▶ Task goal: A verbatim copy of every entry is required.

Referring expression data
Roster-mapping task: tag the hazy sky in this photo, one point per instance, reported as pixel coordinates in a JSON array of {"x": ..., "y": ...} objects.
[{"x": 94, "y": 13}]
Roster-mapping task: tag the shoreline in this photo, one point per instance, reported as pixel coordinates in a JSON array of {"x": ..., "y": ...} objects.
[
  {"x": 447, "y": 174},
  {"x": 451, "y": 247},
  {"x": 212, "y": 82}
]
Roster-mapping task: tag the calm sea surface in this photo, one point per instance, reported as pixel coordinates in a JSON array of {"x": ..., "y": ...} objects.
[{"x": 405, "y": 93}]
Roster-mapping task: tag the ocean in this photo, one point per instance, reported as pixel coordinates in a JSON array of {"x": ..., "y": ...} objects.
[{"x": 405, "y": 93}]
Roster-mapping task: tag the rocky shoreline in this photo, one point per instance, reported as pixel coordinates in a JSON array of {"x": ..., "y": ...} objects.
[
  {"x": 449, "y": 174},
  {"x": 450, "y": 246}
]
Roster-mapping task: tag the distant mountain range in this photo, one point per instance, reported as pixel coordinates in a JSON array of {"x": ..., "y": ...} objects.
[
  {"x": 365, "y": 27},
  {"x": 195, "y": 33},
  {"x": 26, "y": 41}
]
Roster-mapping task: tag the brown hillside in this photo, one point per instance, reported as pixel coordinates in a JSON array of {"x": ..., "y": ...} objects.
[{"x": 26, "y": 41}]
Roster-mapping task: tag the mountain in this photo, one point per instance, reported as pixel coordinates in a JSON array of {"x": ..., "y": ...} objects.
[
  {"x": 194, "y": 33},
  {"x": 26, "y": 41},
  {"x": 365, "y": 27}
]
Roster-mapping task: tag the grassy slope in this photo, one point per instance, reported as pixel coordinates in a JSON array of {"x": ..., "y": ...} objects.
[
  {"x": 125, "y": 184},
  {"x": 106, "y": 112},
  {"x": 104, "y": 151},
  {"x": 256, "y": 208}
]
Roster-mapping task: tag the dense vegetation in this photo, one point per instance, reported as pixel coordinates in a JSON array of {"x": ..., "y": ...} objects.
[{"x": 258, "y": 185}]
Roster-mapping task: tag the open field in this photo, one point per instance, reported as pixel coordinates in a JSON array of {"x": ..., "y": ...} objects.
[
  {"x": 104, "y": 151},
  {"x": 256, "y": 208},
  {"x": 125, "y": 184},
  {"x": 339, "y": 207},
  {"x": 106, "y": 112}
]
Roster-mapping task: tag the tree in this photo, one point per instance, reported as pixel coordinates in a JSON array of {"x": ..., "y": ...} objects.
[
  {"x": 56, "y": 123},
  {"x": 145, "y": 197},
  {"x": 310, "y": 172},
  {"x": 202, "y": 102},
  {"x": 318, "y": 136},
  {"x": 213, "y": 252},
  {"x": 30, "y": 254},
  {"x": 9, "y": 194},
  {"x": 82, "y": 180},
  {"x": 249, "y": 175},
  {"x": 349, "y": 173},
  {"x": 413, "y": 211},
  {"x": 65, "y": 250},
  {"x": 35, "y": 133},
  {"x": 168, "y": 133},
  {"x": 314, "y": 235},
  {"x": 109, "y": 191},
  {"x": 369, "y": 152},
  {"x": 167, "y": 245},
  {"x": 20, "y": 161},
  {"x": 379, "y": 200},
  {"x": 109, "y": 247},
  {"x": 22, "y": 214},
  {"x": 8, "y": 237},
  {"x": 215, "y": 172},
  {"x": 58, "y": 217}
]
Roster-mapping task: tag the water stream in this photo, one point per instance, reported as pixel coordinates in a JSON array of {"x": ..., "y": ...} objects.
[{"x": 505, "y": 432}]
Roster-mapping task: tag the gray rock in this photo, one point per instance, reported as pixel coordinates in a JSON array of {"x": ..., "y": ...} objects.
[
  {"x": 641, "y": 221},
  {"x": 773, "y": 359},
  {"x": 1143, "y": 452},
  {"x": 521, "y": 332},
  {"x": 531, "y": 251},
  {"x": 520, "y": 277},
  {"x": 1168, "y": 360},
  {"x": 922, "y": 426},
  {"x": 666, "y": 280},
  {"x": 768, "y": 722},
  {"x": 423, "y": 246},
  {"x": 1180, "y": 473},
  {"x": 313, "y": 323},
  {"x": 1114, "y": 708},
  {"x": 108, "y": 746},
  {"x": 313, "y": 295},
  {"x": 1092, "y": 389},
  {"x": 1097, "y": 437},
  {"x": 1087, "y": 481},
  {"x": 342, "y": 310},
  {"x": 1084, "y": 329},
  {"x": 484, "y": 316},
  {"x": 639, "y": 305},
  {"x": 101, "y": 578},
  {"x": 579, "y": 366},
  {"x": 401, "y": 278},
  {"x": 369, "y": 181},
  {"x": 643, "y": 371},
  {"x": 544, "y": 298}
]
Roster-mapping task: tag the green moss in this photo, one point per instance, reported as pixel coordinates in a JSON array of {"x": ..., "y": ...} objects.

▶ Written response:
Roster-mapping task: tag the hazy sky in this photo, one point per instance, reported as pixel coordinates in a JSON array of {"x": ..., "y": ...} objects.
[{"x": 94, "y": 13}]
Roster-mapping task: tag the shoreline in this photo, one point per instance, reported as pixel coordinates in a JSON array of {"x": ..., "y": ...} objects.
[
  {"x": 447, "y": 174},
  {"x": 451, "y": 247},
  {"x": 212, "y": 82}
]
Roster-mapping task: tag the calm sea surface in this photo, one point per instance, reported as pixel coordinates in a JSON array of {"x": ..., "y": ...} objects.
[{"x": 405, "y": 93}]
Roster-mapping task: tag the ocean in this photo, one point per instance, reported as pixel coordinates in a JSON array of {"x": ..., "y": ...} objects.
[{"x": 405, "y": 93}]
Roster-mapping task: tag the rocky shoreline in this photo, one point per instance, reported as pixel coordinates in a JSON array of {"x": ..., "y": ...} objects.
[
  {"x": 449, "y": 174},
  {"x": 450, "y": 246}
]
Roster-mapping task: tag the distant mountain range in this photo, one point per instance, reported as pixel coordinates in a JSON array of {"x": ..., "y": ...} objects.
[
  {"x": 365, "y": 27},
  {"x": 195, "y": 33},
  {"x": 26, "y": 41}
]
Roster-mapping task: tag the brown hillside in this photo, one point per instance, reported as pixel coordinates in a JSON array of {"x": ..., "y": ...} objects.
[{"x": 26, "y": 41}]
Roster-mapping task: tag the mountain in this photo, one point per instance, reported as pixel coordinates in a JSON array of {"x": ..., "y": ...} objects.
[
  {"x": 194, "y": 33},
  {"x": 26, "y": 41},
  {"x": 365, "y": 27}
]
Roster-mapping task: tag the grassy slope in this photo, one point per instance, reported as pixel coordinates in a JSON array of {"x": ..., "y": ...} objects.
[
  {"x": 125, "y": 184},
  {"x": 106, "y": 112},
  {"x": 104, "y": 151},
  {"x": 256, "y": 208}
]
Roster-mapping task: tag the dense vegetation in this photo, one point per instance, reported as pixel coordinates in a JSON array of {"x": ..., "y": ...} objects.
[{"x": 258, "y": 185}]
Roster-mapping task: tag the open field in this photo, one point per instance, reported as pixel coordinates in a JSON array of {"x": ..., "y": ...} objects.
[
  {"x": 104, "y": 151},
  {"x": 256, "y": 208},
  {"x": 125, "y": 184},
  {"x": 339, "y": 207},
  {"x": 106, "y": 112}
]
Roster-mapping task: tag the tree in this photo, one point per instance, reported as pixel coordinates in a JSON array of {"x": ..., "y": ...} objects.
[
  {"x": 56, "y": 123},
  {"x": 145, "y": 197},
  {"x": 310, "y": 172},
  {"x": 202, "y": 102},
  {"x": 318, "y": 136},
  {"x": 213, "y": 252},
  {"x": 30, "y": 254},
  {"x": 9, "y": 194},
  {"x": 82, "y": 180},
  {"x": 249, "y": 175},
  {"x": 349, "y": 173},
  {"x": 413, "y": 211},
  {"x": 65, "y": 250},
  {"x": 35, "y": 133},
  {"x": 168, "y": 133},
  {"x": 314, "y": 235},
  {"x": 109, "y": 191},
  {"x": 369, "y": 152},
  {"x": 167, "y": 245},
  {"x": 20, "y": 161},
  {"x": 379, "y": 200},
  {"x": 109, "y": 247},
  {"x": 22, "y": 214},
  {"x": 8, "y": 237},
  {"x": 215, "y": 172},
  {"x": 58, "y": 217}
]
Roster-mapping task: tag the water stream in this photo, one point per instance, reported as pixel coordinates in a JSON array of {"x": ..., "y": ...} objects.
[{"x": 505, "y": 432}]
Roster-mapping task: tag the gray rock in this photo, one point per instance, reported as pixel coordinates in a JSON array of {"x": ..., "y": ...} objects.
[
  {"x": 641, "y": 221},
  {"x": 773, "y": 359},
  {"x": 1143, "y": 452},
  {"x": 521, "y": 332},
  {"x": 531, "y": 251},
  {"x": 520, "y": 277},
  {"x": 1168, "y": 360},
  {"x": 922, "y": 426},
  {"x": 666, "y": 280},
  {"x": 768, "y": 722},
  {"x": 423, "y": 246},
  {"x": 1180, "y": 473},
  {"x": 313, "y": 323},
  {"x": 1114, "y": 708},
  {"x": 108, "y": 746},
  {"x": 313, "y": 295},
  {"x": 1092, "y": 389},
  {"x": 1097, "y": 437},
  {"x": 1087, "y": 481},
  {"x": 342, "y": 310},
  {"x": 1084, "y": 329},
  {"x": 484, "y": 316},
  {"x": 639, "y": 305},
  {"x": 101, "y": 578},
  {"x": 579, "y": 366},
  {"x": 401, "y": 278},
  {"x": 369, "y": 181},
  {"x": 643, "y": 371},
  {"x": 544, "y": 298}
]
Roster-mapping task: tag the green moss in this photo, one point per instance, reported as pixel coordinates in a JSON array of {"x": ..., "y": ...} objects.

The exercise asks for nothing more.